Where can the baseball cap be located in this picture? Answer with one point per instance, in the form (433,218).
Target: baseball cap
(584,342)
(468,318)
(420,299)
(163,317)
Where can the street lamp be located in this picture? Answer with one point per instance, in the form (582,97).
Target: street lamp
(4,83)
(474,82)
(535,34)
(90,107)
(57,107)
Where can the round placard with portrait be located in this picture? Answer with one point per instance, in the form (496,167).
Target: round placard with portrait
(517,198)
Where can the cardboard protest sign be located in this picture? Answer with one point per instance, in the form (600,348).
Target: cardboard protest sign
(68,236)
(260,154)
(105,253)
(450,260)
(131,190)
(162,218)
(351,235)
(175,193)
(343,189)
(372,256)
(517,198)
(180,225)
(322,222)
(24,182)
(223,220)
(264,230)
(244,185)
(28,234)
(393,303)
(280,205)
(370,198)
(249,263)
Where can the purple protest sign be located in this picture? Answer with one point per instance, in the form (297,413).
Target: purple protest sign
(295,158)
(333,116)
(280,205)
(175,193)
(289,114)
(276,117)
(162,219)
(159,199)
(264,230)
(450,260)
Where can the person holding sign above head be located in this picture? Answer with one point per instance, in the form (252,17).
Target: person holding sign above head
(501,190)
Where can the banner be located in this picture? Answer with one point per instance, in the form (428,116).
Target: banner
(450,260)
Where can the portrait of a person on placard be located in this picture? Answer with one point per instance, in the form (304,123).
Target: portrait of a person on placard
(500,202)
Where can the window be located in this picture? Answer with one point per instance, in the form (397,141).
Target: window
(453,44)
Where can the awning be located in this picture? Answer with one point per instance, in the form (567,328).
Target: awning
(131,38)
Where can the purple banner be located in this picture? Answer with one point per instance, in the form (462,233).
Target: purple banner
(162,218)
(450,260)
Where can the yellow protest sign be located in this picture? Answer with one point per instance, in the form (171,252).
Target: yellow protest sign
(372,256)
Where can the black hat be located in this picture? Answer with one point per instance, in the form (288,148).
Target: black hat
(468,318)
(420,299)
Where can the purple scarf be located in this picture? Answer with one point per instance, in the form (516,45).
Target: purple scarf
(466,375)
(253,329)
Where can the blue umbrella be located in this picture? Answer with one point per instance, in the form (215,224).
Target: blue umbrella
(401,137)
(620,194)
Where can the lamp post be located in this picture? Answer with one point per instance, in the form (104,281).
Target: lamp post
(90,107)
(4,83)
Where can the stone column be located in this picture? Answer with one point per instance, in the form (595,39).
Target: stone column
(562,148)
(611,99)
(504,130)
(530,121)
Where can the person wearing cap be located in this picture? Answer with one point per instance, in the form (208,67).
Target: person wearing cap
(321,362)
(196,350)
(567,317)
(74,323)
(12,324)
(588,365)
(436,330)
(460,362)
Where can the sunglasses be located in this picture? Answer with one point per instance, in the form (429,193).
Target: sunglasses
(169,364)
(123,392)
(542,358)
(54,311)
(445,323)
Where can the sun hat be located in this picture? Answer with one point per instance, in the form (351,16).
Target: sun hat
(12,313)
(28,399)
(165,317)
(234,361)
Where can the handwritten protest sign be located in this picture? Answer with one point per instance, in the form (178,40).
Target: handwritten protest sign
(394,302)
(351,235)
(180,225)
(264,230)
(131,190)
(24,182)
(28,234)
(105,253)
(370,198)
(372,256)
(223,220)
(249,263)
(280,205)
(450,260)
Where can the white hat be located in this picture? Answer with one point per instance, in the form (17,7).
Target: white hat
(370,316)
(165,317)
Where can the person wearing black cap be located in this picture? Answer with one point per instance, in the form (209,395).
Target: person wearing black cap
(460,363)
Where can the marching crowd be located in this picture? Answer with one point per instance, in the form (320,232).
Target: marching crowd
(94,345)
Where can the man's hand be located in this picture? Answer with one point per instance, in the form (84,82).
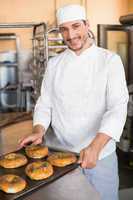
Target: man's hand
(35,138)
(89,155)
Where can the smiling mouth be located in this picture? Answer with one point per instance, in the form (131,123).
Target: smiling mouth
(73,40)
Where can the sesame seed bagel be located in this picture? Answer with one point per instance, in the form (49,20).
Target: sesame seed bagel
(11,183)
(39,170)
(36,151)
(13,160)
(61,159)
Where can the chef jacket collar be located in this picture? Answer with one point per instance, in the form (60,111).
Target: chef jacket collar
(88,51)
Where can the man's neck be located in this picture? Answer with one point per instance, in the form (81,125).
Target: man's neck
(87,45)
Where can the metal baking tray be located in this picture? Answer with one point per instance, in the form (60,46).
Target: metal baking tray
(32,184)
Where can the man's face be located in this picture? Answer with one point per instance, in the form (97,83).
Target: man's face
(75,34)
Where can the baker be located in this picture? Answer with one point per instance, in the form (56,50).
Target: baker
(84,97)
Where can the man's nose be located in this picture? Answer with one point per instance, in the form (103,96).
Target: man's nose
(70,34)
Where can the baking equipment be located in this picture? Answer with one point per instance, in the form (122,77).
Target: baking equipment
────────
● **Exercise directions**: Reproduce each line of the records in which the word "equipment" appears.

● **Output for this exercise**:
Where can the baking equipment be located in this picture? Answer with one point per instance, in the form (122,77).
Target: baking equipment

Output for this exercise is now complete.